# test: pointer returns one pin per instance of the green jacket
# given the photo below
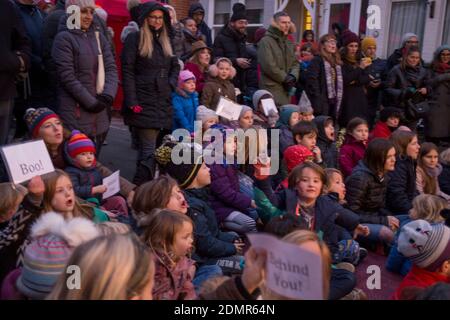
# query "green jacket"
(276, 58)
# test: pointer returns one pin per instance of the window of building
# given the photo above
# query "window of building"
(406, 16)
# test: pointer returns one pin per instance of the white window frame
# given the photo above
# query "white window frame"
(355, 15)
(211, 10)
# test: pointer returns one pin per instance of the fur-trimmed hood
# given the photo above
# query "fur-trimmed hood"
(74, 231)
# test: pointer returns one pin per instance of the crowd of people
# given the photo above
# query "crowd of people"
(364, 144)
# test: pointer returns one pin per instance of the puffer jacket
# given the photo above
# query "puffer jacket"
(148, 82)
(277, 60)
(231, 44)
(366, 195)
(402, 186)
(76, 57)
(226, 195)
(210, 242)
(327, 147)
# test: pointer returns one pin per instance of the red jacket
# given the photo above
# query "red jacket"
(381, 130)
(351, 152)
(419, 278)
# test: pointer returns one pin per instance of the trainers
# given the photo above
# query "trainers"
(346, 266)
(356, 294)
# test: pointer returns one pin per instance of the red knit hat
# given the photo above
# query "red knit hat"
(79, 143)
(295, 155)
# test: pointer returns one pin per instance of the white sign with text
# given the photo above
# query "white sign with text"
(291, 271)
(27, 160)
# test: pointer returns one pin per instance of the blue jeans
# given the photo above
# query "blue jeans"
(204, 273)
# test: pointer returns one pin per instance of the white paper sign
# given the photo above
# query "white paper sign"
(228, 109)
(268, 104)
(112, 184)
(291, 271)
(27, 160)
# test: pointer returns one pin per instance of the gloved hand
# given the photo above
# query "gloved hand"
(136, 109)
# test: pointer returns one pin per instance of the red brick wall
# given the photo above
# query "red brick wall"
(182, 7)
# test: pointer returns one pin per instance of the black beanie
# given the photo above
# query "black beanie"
(239, 12)
(184, 173)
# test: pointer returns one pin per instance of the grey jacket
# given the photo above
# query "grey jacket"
(76, 58)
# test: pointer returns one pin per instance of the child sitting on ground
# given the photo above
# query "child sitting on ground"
(388, 123)
(170, 236)
(428, 248)
(19, 208)
(86, 178)
(185, 102)
(326, 141)
(355, 145)
(425, 207)
(305, 134)
(219, 83)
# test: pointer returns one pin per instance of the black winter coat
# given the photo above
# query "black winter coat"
--------------------------------
Problem statement:
Rewrite the stretch from the line containing "the white paper sign" through the end of the listing, swapping "black beanie" for "dark beanie" and leaving everything else unchanged. Give only those lines.

Result for this exercise:
# test: pointer returns one pin per instance of the white paper sign
# given the photo above
# query "white paper sign"
(228, 109)
(268, 104)
(112, 184)
(291, 271)
(27, 160)
# test: pointer returns one pin per instance of the gloved hand
# given the photo above
# query "gloved hand"
(136, 109)
# test: pointer returns one pin per instance of the red brick wall
# given the photo above
# query "red brick wall"
(182, 7)
# test: pointer returns one pin per instance of the dark beanie
# given the photo above
# query "dark beanie"
(239, 12)
(184, 173)
# test: pointer returns one pin per instance of the grey jacket
# given the photo above
# query "grey jacket"
(76, 58)
# test: pointer returns one pin per instance of the child sitting on ground
# given the photo above
# query "child sitting on ground"
(388, 123)
(170, 236)
(428, 248)
(19, 208)
(86, 178)
(185, 102)
(326, 141)
(355, 145)
(425, 207)
(305, 134)
(219, 83)
# test: pointer returns one pin per instance of the black winter coat
# given the photo above
# query "black winter coat"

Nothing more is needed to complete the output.